▶ [本文抜粋]:
-=-=-=-=-

クリア後に「死ぬよりもつらいこと」とだけ表示された簡素なタイトル画面にある変化が起きるんだけど、これもタイトル回収以上の上手さを感じたな。
作者のゲームは、テーマが余りにも主流とはかけ離れているため(エンタメ、萌えもない)、今回もDLされないタイプのゲームなんですが、プレイした人間の評価は間違いなく高くなりますよ
最後にもう1つ。
主人公と親友キャラがフリーゲーム製作者なのでフリゲの話が出てくるのだが、制作論や、制作論とも呼べないような若くて熱い感情には、色々とシンパシーも感じたな。
面白かった台詞を引用したい。
「(フリーゲームは)まあ、簡単に作れるからここまで栄えたんだろ」
最近はかなり簡単に作れるからね。ティラノビルダーが一番ハードルが低いかな
「(最初に作るゲームの)シナリオには適した長さがある」
最初のゲームは短編がいいだろうね。制作よりも、チェックが大変になるから
でもまあ、好きに作ればいいよ。大変な作業もやってみると結構楽しいから
「俺の伝えたいことが一番伝わるのが、ノベルゲームだったってことだ」
これは私にはない考え。私のゲームや小説にメッセージ性はほぼないから。作者のゲームが、まさにこれなんだろう
「シナリオ作りは教えねぇ」「俺のコピーになる」
教えられないの間違いじゃない?シナリオ制作のスクールに通ったり、教本を読んでスタートした作者のほうが少ないだろう。

-=-=-=-=-

[名前付き対象の指示記録]
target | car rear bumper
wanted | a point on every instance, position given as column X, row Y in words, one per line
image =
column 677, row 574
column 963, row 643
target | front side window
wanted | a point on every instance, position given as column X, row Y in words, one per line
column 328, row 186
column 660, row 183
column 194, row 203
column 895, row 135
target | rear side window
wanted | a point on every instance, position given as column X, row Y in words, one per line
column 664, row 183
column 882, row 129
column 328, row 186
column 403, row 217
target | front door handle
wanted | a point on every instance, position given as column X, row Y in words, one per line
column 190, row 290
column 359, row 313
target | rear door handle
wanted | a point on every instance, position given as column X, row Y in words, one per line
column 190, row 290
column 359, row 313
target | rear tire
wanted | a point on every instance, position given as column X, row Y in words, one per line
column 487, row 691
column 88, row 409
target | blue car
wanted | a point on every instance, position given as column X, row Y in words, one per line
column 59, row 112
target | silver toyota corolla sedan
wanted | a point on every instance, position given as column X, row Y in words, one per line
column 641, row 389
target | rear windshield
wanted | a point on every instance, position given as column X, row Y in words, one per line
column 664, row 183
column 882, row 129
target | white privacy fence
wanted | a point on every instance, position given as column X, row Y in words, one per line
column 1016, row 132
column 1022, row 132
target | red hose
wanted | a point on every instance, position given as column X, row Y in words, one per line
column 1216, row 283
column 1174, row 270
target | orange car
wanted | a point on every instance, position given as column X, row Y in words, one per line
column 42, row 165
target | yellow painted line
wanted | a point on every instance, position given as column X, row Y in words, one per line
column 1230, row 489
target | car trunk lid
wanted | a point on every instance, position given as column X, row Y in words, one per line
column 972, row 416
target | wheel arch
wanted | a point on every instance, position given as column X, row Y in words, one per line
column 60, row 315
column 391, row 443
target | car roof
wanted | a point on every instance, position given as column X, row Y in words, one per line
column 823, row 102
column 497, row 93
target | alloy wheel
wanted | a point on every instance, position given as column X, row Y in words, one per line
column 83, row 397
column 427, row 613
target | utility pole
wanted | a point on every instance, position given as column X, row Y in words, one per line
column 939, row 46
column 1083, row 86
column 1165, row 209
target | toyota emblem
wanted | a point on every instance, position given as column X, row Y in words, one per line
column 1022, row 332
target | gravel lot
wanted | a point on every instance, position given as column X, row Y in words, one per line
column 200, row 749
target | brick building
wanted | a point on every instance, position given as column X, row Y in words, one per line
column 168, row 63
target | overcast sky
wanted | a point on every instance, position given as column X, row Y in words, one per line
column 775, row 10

-=-=-=-=-

▶ [課題の内容]:
A: ゲームの感想文によると、主人公と親友キャラはどのような立場の人物ですか。
B: ゲームの感想文を、最後の文の後から書き進めてください。

▶ [課題への解答]:
A: 二人ともフリーゲーム製作者です。

B:
プロットすら作れないのが普通。9割が我流だと思う。
「これ以上は言わない。作者が解釈をベラベラ喋るのは好きじゃないからな」
同意。作者が自分で解釈とか考察とか後付けのようにあーだこーだ語ってると、格好悪いよね。
それらをすべてゲーム内に込めるのが、創作なんだし
私は言いたいことは、全部シナリオに置いてきた
「あんまり俺の言葉を真に受けるなよ。所詮は他人の言葉だ。自分の生き方は自分で決めろ」
その通り!!
m9(。+・`ω・´)чoμ*:゚・☆
フリーゲーム 優しい世界とかいうブログのレビューなんて、真に受けないで欲しいよ。
なんだよあのブログ…
おかしいよ…
ゲームブログなのにオチンチンの話ばっかじゃないか
おっぱいの味考察とか、頭おかしいのかよ
しかも最近は「ラブプラス EVERY」の攻略日記ばっかじゃん。管理人はフリゲを見捨てたのか…!?
一体いくらソシャゲに使ってるんだ…!?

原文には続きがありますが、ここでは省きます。